++++ EXERCISE MATERIALS

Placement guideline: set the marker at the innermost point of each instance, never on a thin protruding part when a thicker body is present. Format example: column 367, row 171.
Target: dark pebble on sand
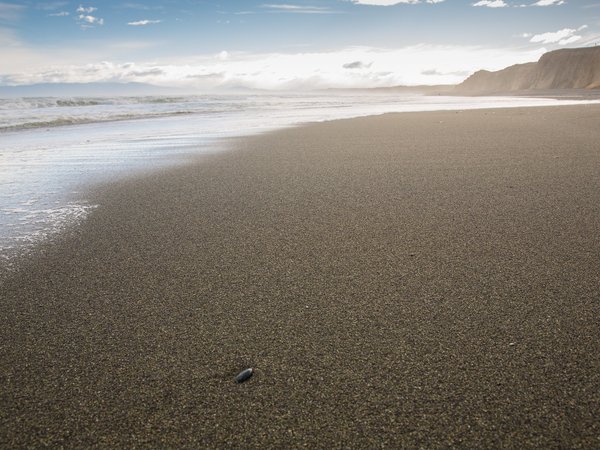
column 244, row 375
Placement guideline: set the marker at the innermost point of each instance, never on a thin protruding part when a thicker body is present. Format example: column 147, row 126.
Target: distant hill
column 86, row 90
column 577, row 68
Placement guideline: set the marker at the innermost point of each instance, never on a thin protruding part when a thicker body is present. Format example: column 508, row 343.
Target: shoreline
column 410, row 279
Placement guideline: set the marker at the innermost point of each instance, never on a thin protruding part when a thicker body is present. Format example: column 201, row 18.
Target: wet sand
column 416, row 280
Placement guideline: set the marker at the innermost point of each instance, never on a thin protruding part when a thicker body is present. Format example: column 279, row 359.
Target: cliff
column 577, row 68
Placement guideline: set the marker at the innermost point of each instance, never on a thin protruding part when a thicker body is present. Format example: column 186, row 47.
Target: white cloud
column 297, row 9
column 561, row 37
column 90, row 20
column 548, row 3
column 141, row 23
column 84, row 10
column 491, row 3
column 349, row 67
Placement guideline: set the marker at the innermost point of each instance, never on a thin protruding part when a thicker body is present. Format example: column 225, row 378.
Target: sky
column 290, row 44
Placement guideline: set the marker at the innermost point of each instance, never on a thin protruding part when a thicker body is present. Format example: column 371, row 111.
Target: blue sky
column 282, row 44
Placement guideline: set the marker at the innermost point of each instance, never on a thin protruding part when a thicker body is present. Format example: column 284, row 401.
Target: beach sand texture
column 416, row 279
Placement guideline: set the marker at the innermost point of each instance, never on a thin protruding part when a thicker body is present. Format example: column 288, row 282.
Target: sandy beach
column 407, row 280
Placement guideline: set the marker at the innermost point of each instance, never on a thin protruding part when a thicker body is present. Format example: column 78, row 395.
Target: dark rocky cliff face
column 577, row 68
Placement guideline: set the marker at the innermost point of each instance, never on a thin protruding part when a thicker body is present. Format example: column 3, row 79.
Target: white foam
column 43, row 169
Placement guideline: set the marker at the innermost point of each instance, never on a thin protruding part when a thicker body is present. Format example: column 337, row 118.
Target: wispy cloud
column 341, row 68
column 548, row 3
column 85, row 18
column 9, row 12
column 88, row 10
column 491, row 3
column 357, row 65
column 296, row 9
column 141, row 23
column 561, row 37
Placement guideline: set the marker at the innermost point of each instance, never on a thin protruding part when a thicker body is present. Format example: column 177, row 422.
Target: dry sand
column 416, row 279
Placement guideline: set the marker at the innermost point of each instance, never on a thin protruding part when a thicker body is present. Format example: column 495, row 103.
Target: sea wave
column 26, row 103
column 79, row 120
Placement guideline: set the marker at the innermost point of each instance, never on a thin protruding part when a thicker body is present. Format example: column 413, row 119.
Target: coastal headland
column 405, row 280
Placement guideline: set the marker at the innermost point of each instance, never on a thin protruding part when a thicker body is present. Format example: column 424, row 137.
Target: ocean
column 53, row 150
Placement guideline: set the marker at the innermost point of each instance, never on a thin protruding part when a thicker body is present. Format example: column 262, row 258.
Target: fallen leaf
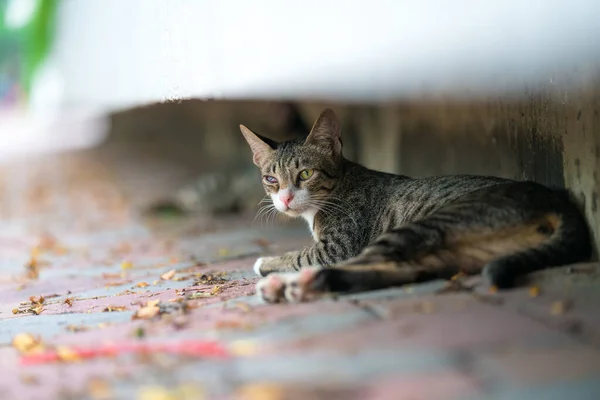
column 198, row 295
column 126, row 265
column 243, row 348
column 233, row 325
column 29, row 379
column 224, row 252
column 262, row 242
column 182, row 392
column 66, row 354
column 26, row 343
column 168, row 275
column 560, row 307
column 100, row 389
column 243, row 306
column 261, row 391
column 114, row 308
column 146, row 312
column 152, row 303
column 37, row 310
column 76, row 328
column 155, row 393
column 534, row 291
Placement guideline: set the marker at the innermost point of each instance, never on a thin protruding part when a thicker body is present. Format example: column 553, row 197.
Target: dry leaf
column 244, row 307
column 65, row 354
column 168, row 275
column 26, row 343
column 224, row 252
column 152, row 303
column 126, row 265
column 76, row 328
column 37, row 310
column 147, row 312
column 29, row 379
column 534, row 291
column 155, row 393
column 243, row 348
column 261, row 391
column 559, row 307
column 99, row 389
column 114, row 308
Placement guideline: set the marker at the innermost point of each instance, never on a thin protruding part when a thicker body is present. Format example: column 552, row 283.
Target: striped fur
column 375, row 230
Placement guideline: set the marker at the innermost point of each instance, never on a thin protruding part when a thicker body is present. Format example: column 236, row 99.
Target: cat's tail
column 569, row 243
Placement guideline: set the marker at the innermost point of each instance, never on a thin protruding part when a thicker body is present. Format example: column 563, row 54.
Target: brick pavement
column 94, row 254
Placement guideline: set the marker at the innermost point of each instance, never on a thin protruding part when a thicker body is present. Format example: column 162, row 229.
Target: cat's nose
column 286, row 198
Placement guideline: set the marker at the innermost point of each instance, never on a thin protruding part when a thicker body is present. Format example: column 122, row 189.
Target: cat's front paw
column 294, row 287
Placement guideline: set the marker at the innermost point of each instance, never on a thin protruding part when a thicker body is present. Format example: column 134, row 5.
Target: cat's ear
column 327, row 132
column 260, row 149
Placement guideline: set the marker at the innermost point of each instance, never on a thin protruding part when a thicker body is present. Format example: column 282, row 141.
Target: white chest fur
column 309, row 216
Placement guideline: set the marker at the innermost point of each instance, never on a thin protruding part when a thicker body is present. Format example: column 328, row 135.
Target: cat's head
column 300, row 174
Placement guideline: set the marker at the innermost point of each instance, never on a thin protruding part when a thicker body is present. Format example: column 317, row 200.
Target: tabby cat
column 234, row 189
column 375, row 230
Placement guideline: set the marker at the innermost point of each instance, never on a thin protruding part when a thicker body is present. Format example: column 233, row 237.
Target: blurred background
column 154, row 90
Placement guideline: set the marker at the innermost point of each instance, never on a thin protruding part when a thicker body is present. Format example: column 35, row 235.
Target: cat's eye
column 305, row 174
column 270, row 179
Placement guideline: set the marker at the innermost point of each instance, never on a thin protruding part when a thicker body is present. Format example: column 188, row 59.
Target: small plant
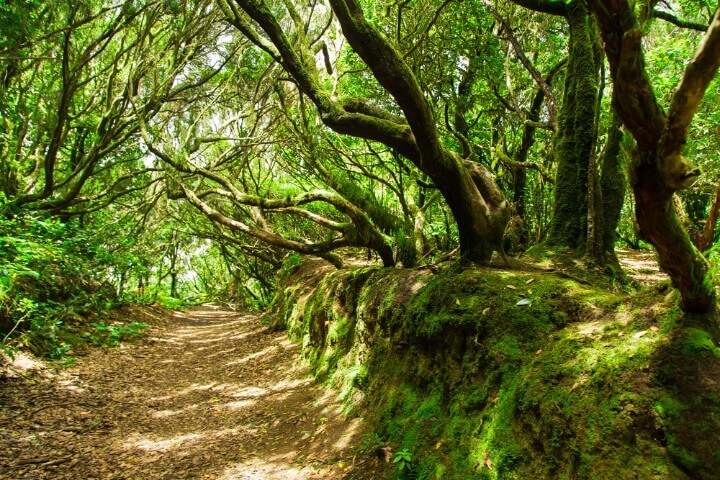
column 111, row 335
column 403, row 461
column 371, row 444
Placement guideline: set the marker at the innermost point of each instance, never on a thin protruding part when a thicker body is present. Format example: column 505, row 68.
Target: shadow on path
column 209, row 394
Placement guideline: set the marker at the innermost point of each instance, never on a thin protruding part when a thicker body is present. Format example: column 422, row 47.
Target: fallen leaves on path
column 208, row 394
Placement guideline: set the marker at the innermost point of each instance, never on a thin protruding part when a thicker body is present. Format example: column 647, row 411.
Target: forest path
column 207, row 393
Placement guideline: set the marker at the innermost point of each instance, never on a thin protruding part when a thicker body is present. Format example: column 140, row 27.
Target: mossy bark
column 613, row 185
column 659, row 170
column 576, row 133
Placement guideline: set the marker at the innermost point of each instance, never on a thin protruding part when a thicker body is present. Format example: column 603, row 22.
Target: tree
column 660, row 169
column 479, row 207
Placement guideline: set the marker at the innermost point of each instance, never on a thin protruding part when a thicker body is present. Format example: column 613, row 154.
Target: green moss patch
column 490, row 374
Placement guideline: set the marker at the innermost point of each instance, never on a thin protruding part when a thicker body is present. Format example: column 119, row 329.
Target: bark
column 575, row 139
column 708, row 234
column 613, row 186
column 415, row 137
column 660, row 169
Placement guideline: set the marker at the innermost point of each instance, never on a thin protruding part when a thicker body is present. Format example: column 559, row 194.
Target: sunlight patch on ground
column 161, row 445
column 192, row 388
column 343, row 442
column 252, row 356
column 240, row 404
column 225, row 337
column 174, row 443
column 289, row 384
column 170, row 413
column 258, row 469
column 250, row 392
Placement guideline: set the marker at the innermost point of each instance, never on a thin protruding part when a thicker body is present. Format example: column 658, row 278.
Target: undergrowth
column 51, row 281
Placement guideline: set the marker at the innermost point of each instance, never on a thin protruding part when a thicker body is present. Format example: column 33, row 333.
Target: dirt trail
column 207, row 394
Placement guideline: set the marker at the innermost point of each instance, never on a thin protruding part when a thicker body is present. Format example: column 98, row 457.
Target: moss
column 697, row 343
column 577, row 385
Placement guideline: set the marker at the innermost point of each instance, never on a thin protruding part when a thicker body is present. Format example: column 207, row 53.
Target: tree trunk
column 613, row 186
column 659, row 225
column 660, row 170
column 576, row 133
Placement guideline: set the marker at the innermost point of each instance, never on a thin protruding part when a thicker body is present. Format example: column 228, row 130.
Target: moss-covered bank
column 580, row 383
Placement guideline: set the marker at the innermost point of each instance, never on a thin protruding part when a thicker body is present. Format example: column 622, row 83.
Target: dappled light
column 167, row 405
column 359, row 239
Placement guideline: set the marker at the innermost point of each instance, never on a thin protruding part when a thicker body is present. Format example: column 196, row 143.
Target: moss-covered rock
column 493, row 374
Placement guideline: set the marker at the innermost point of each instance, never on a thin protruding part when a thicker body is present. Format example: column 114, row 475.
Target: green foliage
column 51, row 277
column 112, row 335
column 457, row 372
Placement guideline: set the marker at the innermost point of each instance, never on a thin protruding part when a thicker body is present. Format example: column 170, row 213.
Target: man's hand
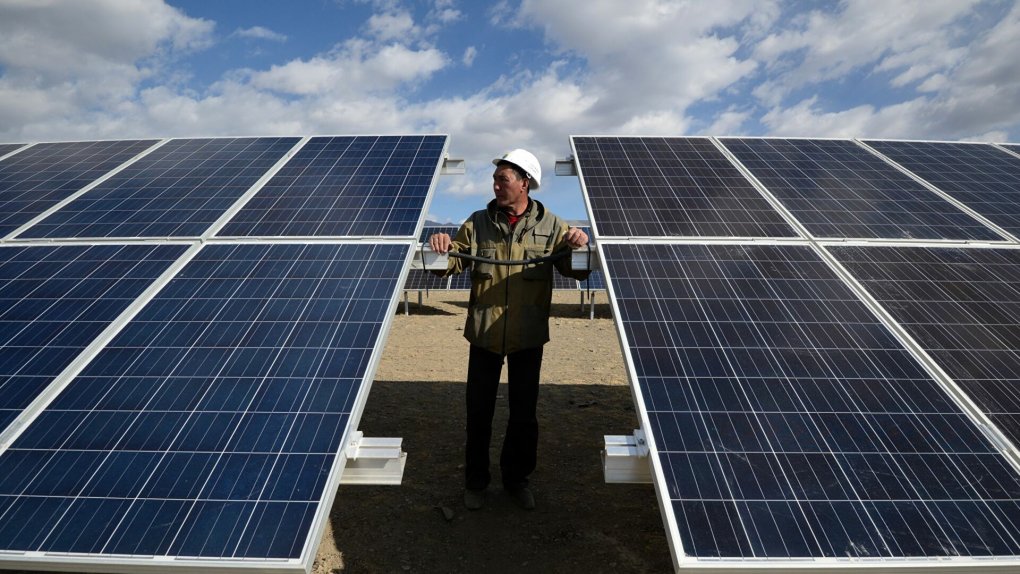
column 574, row 238
column 440, row 243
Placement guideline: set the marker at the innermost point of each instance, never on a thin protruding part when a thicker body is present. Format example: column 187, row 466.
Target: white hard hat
column 526, row 161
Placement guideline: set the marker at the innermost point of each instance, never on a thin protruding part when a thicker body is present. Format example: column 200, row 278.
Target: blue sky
column 503, row 74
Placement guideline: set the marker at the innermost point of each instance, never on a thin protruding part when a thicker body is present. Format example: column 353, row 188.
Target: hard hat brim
column 534, row 184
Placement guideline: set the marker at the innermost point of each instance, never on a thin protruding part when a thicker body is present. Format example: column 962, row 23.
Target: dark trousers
column 521, row 441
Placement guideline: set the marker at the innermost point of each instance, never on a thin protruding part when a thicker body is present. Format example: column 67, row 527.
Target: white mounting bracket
column 566, row 166
column 373, row 461
column 580, row 259
column 625, row 459
column 453, row 166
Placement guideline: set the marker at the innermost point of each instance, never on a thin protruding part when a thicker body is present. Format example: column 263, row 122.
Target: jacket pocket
column 481, row 270
column 537, row 271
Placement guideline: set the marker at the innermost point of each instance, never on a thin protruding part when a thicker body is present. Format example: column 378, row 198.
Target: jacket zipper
column 506, row 305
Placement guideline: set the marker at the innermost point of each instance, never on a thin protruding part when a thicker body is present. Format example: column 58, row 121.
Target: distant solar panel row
column 41, row 176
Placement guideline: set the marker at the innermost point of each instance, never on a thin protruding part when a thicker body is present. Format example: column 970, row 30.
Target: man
column 508, row 317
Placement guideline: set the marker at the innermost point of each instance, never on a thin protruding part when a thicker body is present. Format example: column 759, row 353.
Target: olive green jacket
column 508, row 309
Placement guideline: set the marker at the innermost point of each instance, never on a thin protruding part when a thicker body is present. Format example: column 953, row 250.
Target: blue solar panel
column 39, row 177
column 55, row 300
column 789, row 423
column 7, row 148
column 670, row 187
column 981, row 176
column 837, row 189
column 179, row 190
column 209, row 426
column 963, row 306
column 346, row 187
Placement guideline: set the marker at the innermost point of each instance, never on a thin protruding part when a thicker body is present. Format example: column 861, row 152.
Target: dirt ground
column 580, row 524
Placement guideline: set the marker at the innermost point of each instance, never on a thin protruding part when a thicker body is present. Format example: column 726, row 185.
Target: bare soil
column 580, row 524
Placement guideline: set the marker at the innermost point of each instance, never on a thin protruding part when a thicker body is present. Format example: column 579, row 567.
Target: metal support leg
column 625, row 459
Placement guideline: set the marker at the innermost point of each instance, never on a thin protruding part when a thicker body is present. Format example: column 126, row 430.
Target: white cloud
column 260, row 33
column 469, row 54
column 970, row 93
column 54, row 67
column 913, row 36
column 392, row 27
column 357, row 67
column 653, row 57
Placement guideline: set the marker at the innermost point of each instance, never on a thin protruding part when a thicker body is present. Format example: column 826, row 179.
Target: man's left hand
column 575, row 238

++++++++

WHAT YOU NEED TO DO -
Please reproduce the lines from the line with "Target: hard hat brim" to the line with "67, row 527.", both ends included, exactly as they appear above.

RESPONSE TO THIS EXERCISE -
Target: hard hat brim
column 534, row 184
Placement guideline: set the marker at the innermost point of each instance, never on a thin protruding part when a thicker body is present. Format example: column 962, row 23.
Target: dark trousers
column 521, row 441
Placement guideline: set the marker at the innermost point of each instance, never on a thin protruding part when a thicker body is present. Format example: column 67, row 527.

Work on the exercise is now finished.